WHAT YOU HAVE TO DO
Which lines in the items below contain the word "building", with case counting? Find each one and copy it out in full.

* START *

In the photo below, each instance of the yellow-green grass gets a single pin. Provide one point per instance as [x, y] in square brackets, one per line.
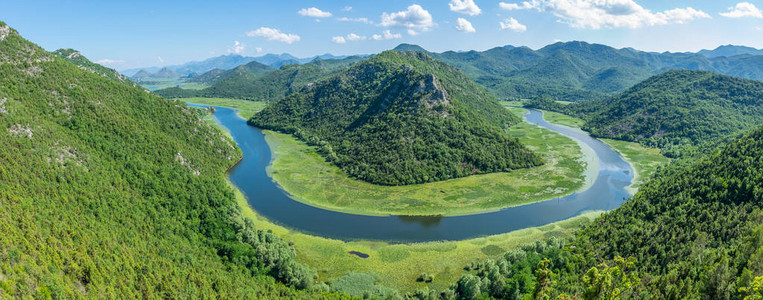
[306, 175]
[398, 265]
[645, 161]
[246, 109]
[562, 119]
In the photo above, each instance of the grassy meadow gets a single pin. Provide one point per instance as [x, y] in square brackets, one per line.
[301, 171]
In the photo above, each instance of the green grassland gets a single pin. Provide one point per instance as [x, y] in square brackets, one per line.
[399, 265]
[246, 108]
[301, 171]
[645, 161]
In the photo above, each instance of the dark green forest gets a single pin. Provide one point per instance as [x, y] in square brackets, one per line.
[253, 83]
[402, 118]
[675, 111]
[107, 191]
[694, 232]
[580, 71]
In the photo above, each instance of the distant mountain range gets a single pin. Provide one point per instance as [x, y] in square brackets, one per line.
[581, 71]
[226, 62]
[404, 107]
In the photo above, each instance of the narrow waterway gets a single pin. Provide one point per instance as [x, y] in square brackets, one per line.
[607, 192]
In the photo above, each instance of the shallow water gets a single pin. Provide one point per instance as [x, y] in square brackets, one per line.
[606, 193]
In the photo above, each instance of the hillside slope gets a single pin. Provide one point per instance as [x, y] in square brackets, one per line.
[677, 108]
[107, 191]
[579, 71]
[253, 84]
[694, 232]
[81, 61]
[402, 118]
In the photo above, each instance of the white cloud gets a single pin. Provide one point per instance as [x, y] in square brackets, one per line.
[237, 48]
[108, 61]
[515, 6]
[467, 7]
[350, 37]
[415, 17]
[513, 25]
[355, 37]
[464, 26]
[595, 14]
[314, 12]
[272, 34]
[743, 9]
[361, 20]
[386, 35]
[338, 39]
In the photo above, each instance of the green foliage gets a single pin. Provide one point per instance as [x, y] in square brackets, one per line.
[76, 58]
[677, 110]
[695, 231]
[246, 83]
[401, 118]
[107, 191]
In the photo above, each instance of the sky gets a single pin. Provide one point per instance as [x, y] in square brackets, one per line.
[130, 34]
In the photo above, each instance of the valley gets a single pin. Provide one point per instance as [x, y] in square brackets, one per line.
[513, 150]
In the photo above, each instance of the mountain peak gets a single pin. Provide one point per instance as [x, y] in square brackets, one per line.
[409, 47]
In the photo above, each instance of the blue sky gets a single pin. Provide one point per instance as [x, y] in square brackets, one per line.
[128, 34]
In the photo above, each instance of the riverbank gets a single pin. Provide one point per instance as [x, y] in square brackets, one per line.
[644, 161]
[306, 175]
[399, 265]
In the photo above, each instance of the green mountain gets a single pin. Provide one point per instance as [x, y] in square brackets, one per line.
[730, 50]
[581, 71]
[272, 86]
[677, 108]
[401, 118]
[81, 61]
[694, 232]
[248, 71]
[107, 191]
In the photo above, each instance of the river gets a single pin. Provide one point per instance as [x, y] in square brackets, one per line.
[607, 192]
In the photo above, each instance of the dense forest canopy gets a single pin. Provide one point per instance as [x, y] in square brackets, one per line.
[674, 110]
[402, 118]
[580, 71]
[108, 191]
[254, 82]
[694, 232]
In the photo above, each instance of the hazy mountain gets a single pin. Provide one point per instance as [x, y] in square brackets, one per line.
[730, 50]
[102, 182]
[270, 86]
[581, 71]
[677, 108]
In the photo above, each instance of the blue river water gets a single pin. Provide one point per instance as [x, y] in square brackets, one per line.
[268, 199]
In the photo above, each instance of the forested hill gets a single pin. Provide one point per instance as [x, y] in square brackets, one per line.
[402, 118]
[107, 191]
[249, 71]
[691, 233]
[265, 86]
[580, 71]
[81, 61]
[677, 108]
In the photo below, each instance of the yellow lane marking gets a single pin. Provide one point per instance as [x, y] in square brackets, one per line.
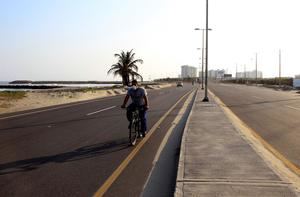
[251, 135]
[126, 161]
[101, 110]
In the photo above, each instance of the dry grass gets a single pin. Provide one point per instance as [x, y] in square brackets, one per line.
[12, 95]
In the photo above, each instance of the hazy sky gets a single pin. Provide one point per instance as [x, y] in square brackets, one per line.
[76, 40]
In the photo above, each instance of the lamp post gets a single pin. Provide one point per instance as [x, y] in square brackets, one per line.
[202, 87]
[205, 99]
[256, 68]
[279, 68]
[202, 73]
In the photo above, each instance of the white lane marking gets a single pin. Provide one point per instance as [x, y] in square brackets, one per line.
[257, 97]
[295, 108]
[101, 110]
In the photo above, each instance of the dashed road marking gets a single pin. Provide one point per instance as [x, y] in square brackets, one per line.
[101, 110]
[295, 108]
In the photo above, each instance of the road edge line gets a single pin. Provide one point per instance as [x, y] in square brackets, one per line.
[111, 179]
[271, 156]
[180, 170]
[165, 140]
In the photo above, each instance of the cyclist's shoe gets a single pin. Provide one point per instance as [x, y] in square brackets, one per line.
[129, 126]
[140, 135]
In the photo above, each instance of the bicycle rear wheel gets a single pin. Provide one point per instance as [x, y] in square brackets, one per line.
[133, 133]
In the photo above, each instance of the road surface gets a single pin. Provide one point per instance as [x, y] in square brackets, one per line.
[71, 150]
[274, 115]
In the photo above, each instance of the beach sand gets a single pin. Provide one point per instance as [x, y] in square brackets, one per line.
[34, 100]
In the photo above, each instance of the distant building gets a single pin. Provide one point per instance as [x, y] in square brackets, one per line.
[216, 74]
[188, 71]
[296, 81]
[249, 74]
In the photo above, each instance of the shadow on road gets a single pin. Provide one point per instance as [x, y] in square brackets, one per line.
[261, 102]
[75, 155]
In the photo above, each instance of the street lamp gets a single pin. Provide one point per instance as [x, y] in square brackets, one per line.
[205, 99]
[202, 87]
[202, 77]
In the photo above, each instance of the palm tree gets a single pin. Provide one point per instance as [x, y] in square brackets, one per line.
[126, 67]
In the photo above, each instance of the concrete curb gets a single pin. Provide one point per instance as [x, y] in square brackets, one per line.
[180, 171]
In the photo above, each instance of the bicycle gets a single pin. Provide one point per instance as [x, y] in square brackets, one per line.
[134, 127]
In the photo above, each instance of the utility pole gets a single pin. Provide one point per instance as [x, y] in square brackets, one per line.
[236, 73]
[205, 99]
[279, 68]
[256, 68]
[202, 80]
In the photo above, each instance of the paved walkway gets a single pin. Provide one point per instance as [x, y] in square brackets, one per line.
[216, 161]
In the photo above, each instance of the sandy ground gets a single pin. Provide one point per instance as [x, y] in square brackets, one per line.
[34, 100]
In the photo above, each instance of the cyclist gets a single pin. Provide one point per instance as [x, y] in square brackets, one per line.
[139, 99]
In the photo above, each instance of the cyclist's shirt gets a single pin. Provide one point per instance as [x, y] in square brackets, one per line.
[136, 95]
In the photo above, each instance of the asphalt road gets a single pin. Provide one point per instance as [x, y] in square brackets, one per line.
[71, 150]
[274, 115]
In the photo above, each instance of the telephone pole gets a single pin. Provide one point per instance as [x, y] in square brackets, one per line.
[279, 68]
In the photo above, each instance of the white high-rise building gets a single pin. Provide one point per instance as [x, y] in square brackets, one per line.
[216, 74]
[188, 71]
[249, 74]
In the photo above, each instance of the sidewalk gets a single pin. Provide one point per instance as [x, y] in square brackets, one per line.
[216, 161]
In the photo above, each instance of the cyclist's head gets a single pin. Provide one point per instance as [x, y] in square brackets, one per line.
[134, 82]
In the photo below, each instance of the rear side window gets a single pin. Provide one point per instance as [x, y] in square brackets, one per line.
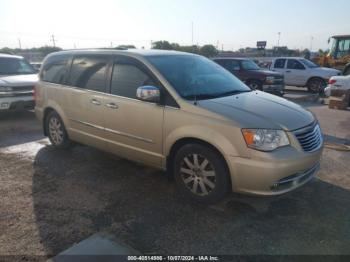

* END *

TASK RESPONSE
In the photo above, each instance of the distant building gets a single pin. Provide one point per instance as [x, y] in square brackets, one per line.
In the photo above, each instance of the white high-rise building gets a single pin. Provide one point per instance as [x, y] in square brackets, one per line.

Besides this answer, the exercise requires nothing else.